### EXERCISE TEXT
◆ ◆ ◆ ◆

Even with multiple SARS-CoV-2 vaccines now available, public health experts recognize the continuing need for rapid and reliable diagnostic testing.
Whether for triage, sports arenas, travel, or workplace testing programs, robust testing capabilities remain critical to opening society. Consequently, health authorities are dedicating significant resources to expand the available ecosystem of diagnostic testing.
The historical gold-standard tests for COVID-19 are polymerase chain reaction (PCR) molecular tests, which detect the genetic material of the virus. The best performing (detect low levels of virus) tests can be processed by a central lab, with options also available at the point-of-care (POC). These results vary in turn-around time, with central lab results often taking several days, or longer, when demand is high.
Rapid tests, in contrast, are typically antigen tests that look for viral proteins. These POC tests provide results in 15-20 minutes, with less complex workflows than PCR. However, they are generally perceived as less accurate because they typically require more virus to be present in the sample before they record a positive result — thus leading to more frequent false negatives, especially among people who don’t have symptoms. Strong need exists for antigen POC platforms that mimic PCR performance, but with typical antigen cost and workflows. Qorvo Biotechnologies is attempting to address this market gap.
This spring, the National Institutes of Health (NIH) through the Rapid Acceleration of Diagnostics (RADxSM) initiative, awarded a $24.4 million contract with funds from the biological advanced research and development authority, or BARDA, to advance the production and market launch of the Qorvo Biotechnologies Omnia™ test platform and SARS-CoV-2 antigen test. This recently received Emergency Use Authorization (EUA) from the Food and Drug Administration.
How does it work? Unlike traditional diagnostic approaches that rely on optical or fluorescence detection, the Qorvo Omnia system uses high-frequency Bulk Acoustic Wave (BAW) sensors — which are typically used in cellphones and Wi‑Fi routers — to detect the presence of COVID-19 antigens from an anterior nasal swab. A small cartridge containing the BAW sensor is used to measure a reaction between the biochemical coating on the BAW sensor surface and the sample being tested. As mass is added to the surface, a change in frequency occurs that can be converted to a known concentration.

◆ ◆ ◆ ◆

### MATERIAL SHOWN
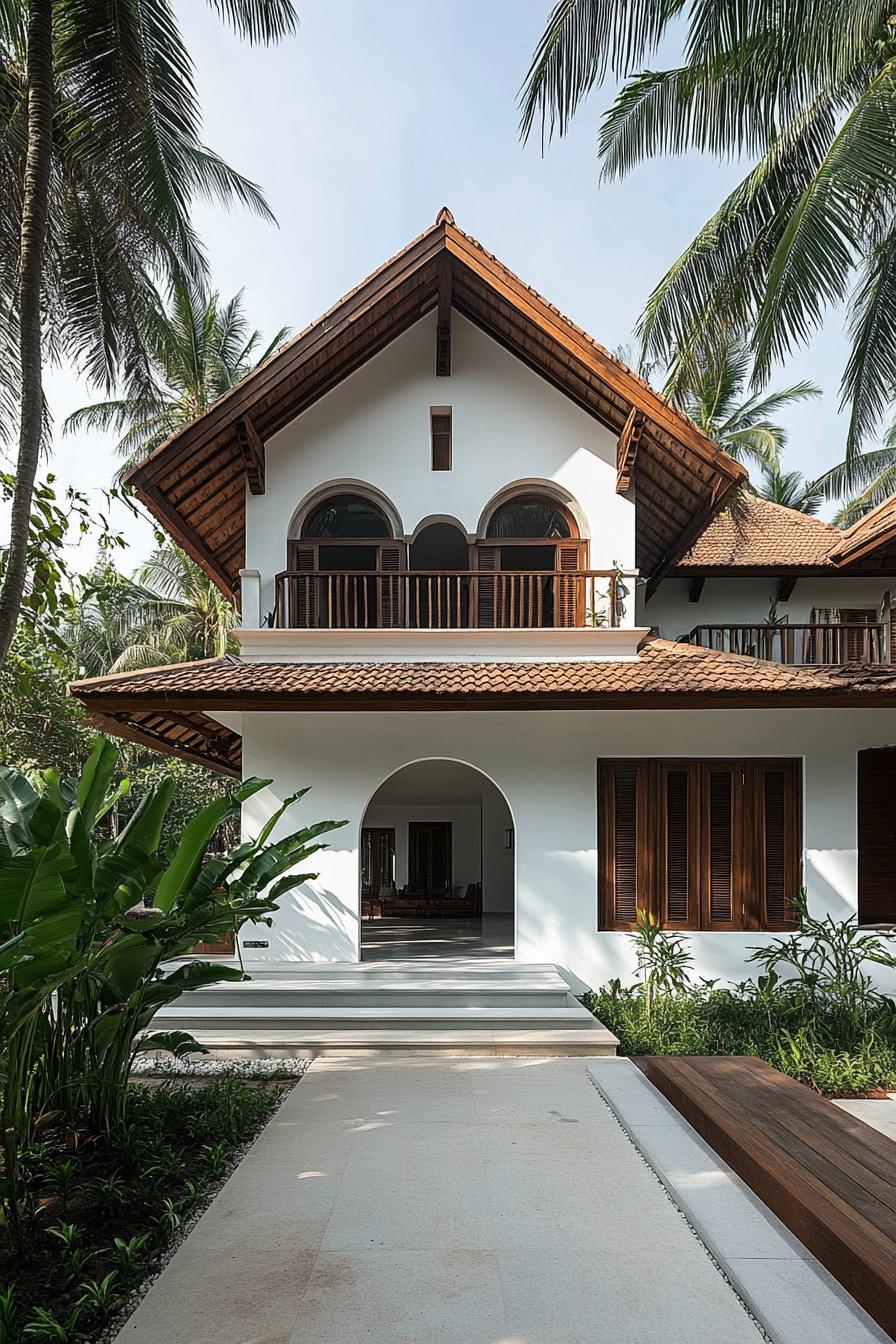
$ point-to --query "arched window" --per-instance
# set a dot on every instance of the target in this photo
(345, 518)
(531, 518)
(533, 550)
(343, 570)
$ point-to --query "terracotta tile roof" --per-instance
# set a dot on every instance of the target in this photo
(665, 672)
(871, 534)
(758, 534)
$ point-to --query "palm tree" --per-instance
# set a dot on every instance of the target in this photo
(198, 350)
(790, 488)
(808, 92)
(712, 394)
(169, 612)
(100, 161)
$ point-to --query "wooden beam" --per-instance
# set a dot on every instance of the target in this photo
(443, 319)
(253, 452)
(628, 449)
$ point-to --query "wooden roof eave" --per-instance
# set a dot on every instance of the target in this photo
(400, 292)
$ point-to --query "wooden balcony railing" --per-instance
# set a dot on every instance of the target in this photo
(799, 645)
(448, 601)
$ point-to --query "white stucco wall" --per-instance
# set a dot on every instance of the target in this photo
(546, 765)
(728, 601)
(508, 425)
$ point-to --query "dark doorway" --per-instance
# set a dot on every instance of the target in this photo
(378, 860)
(429, 858)
(876, 807)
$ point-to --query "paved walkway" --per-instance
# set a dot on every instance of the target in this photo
(453, 1200)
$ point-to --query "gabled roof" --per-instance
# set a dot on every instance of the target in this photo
(195, 484)
(872, 540)
(758, 535)
(169, 707)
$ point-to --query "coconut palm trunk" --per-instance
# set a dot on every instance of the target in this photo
(35, 204)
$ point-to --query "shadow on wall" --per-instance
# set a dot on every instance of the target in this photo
(312, 925)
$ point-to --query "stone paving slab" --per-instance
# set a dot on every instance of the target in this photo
(787, 1289)
(411, 1200)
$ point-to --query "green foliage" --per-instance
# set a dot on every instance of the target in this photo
(662, 958)
(130, 1194)
(814, 1014)
(89, 925)
(803, 92)
(198, 347)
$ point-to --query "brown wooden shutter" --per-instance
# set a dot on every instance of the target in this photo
(719, 846)
(391, 562)
(777, 867)
(570, 608)
(441, 434)
(876, 805)
(677, 850)
(488, 561)
(625, 870)
(302, 597)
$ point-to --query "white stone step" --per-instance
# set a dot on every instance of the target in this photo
(309, 1044)
(183, 1016)
(433, 1004)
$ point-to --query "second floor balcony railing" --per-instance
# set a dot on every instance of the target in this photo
(433, 600)
(829, 644)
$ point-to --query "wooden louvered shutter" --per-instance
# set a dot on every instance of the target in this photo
(391, 555)
(302, 589)
(488, 561)
(720, 847)
(677, 851)
(441, 432)
(876, 805)
(623, 850)
(568, 605)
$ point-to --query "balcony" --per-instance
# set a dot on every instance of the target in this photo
(462, 600)
(830, 644)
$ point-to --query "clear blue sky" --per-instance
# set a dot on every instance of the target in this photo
(372, 117)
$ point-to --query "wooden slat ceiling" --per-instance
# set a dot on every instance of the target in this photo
(195, 484)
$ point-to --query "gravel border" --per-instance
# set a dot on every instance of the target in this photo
(117, 1323)
(203, 1066)
(681, 1214)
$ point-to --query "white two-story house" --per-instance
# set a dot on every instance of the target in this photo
(513, 617)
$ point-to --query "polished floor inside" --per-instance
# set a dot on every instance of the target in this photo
(400, 940)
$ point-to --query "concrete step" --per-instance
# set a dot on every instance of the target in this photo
(310, 1044)
(426, 1005)
(317, 992)
(183, 1016)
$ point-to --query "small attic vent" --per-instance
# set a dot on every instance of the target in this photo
(441, 433)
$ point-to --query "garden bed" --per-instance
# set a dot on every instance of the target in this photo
(101, 1215)
(814, 1044)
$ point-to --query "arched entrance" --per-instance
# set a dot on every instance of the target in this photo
(438, 866)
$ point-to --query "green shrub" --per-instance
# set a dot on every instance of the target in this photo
(126, 1195)
(87, 925)
(814, 1014)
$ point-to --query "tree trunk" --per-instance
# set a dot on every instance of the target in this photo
(35, 207)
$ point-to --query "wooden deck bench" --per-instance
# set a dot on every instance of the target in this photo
(826, 1175)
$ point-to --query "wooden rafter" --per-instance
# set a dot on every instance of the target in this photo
(253, 449)
(628, 449)
(443, 320)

◆ ◆ ◆ ◆

### EXERCISES
• A. List every use that the COVID-19 testing text names when it says robust testing capabilities remain critical.
• B. Resume the text on the Qorvo Omnia COVID-19 test, starting after its final sentence.
The items have nothing to do with the text about COVID-19 testing.

### EXERCISE ANSWERS
• A. Triage, sports arenas, travel, workplace testing programs

• B.
The BAW sensor’s extremely high frequency (it resonates at 3 GHz, or 3 billion cycles per second) enables a low limit of detection (LOD) and is 100 percent specific, critical in low prevalence settings to minimize false positives.
“This new approach to testing has the potential to transform disease detection,” said Fred S. Apple, Ph.D., a member of Qorvo Biotechnologies’ advisory board, co-medical director of the Toxicology Laboratory at Hennepin Healthcare and Hennepin County Medical Center and professor of Laboratory Medicine & Pathology at the University of Minnesota. “The Qorvo Omnia system is focused on producing results comparable to PCR testing with the ability to be deployed for a wide range of rapid point-of-care diagnostic tests — including tests for the next deadly pathogen to cause an outbreak.”
With its combination of high sensitivity, specificity, and speed, BAW is well positioned to meet the ongoing need for rapid diagnostic testing in high-volume settings, helping American society return to normalcy.
*This product has not been FDA cleared or approved, but has been authorized by FDA under an EUA for use by authorized laboratories. This product has been authorized only for the detection of proteins from SARS-CoV-2, not for any other viruses or pathogens; and the emergency use of this product is only authorized for the duration of the declaration that circumstances exist justifying the authorization of emergency use of in vitro diagnostics for detection and/or diagnosis of COVID-19 under Section 564(b)(1) of the Federal Food, Drug and Cosmetic Act, 21 U.S.C. § 360bbb-3(b)(1), unless the declaration is terminated or authorization is revoked sooner.